Am I a Childhood Silent Stroke Victim?

In the course of reading up on strokes for a story I’m brainstorming, where a very elderly character dies from one, I came across something really interesting, and something that might explain a lot about my own medical history: it’s called “silent strokes”. Yes, a stroke can strike without any obvious stroke-like symptoms.

So-called “mini-strokes”, strokes that strike but then resolve within a day and usually with mild stroke-like symptoms, are much more common than the famous major strokes (that are often debilitating). Silent strokes are still more common than mini-strokes; in fact, silent strokes are thought to be around five times as commonplace as all other not-so-silent strokes put together. And just as having a mini-stroke greatly increases your risk of having a major stroke in the future, so too does a silent stroke increase your risk of having any sort of not-so-silent stroke (mini or major). Often people experience silent strokes before going on to contract mini-strokes, which then herald the major strokes that are so often deadly.

Mini-Stroke in Midlife…and previous Silent Stroke in Childhood?

Given data:

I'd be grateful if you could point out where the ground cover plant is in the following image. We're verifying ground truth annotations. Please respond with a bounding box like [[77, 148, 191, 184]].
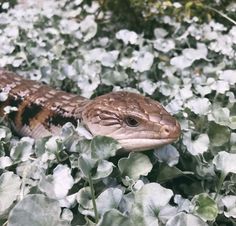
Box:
[[0, 0, 236, 226]]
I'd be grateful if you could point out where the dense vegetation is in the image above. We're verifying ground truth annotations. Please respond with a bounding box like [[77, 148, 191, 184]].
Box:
[[0, 0, 236, 226]]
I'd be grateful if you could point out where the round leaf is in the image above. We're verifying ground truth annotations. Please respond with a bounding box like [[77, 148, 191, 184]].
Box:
[[8, 194, 70, 226], [118, 153, 152, 181]]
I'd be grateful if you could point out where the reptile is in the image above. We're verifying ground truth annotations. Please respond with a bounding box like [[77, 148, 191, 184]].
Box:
[[0, 69, 181, 151]]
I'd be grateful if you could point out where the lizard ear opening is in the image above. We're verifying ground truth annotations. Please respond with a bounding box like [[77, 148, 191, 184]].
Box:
[[125, 116, 139, 127]]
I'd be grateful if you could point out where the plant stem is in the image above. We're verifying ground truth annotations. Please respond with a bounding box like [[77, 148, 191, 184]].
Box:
[[88, 173, 99, 224], [214, 172, 227, 200]]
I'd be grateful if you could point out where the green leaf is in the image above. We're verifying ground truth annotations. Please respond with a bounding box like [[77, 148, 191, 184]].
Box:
[[76, 187, 94, 209], [78, 154, 113, 180], [157, 165, 184, 182], [96, 188, 123, 216], [219, 70, 236, 85], [92, 160, 114, 180], [39, 164, 74, 200], [186, 98, 211, 115], [8, 194, 70, 226], [78, 154, 97, 178], [221, 195, 236, 218], [208, 107, 230, 126], [192, 193, 218, 221], [91, 136, 121, 159], [118, 152, 152, 181], [208, 123, 230, 147], [0, 172, 21, 216], [10, 137, 34, 161], [154, 145, 179, 167], [76, 187, 123, 217], [166, 213, 207, 226], [183, 132, 210, 155], [213, 151, 236, 175], [131, 183, 173, 226], [97, 209, 131, 226]]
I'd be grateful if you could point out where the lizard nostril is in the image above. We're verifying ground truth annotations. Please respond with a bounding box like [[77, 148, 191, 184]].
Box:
[[164, 128, 170, 135]]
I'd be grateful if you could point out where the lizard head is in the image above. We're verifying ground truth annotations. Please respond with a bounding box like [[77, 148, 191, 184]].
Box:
[[82, 91, 180, 151]]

Tasks for this exercise:
A) Reproduce word for word the passage from the post on silent strokes that begins at the words "Am I a Childhood" and stops after "obvious stroke-like symptoms.".
B) In the post on silent strokes, how common are silent strokes thought to be compared with all other strokes put together?

Solutions per task:
A)
Am I a Childhood Silent Stroke Victim?

In the course of reading up on strokes for a story I’m brainstorming, where a very elderly character dies from one, I came across something really interesting, and something that might explain a lot about my own medical history: it’s called “silent strokes”. Yes, a stroke can strike without any obvious stroke-like symptoms.

B) They are thought to be around five times as common.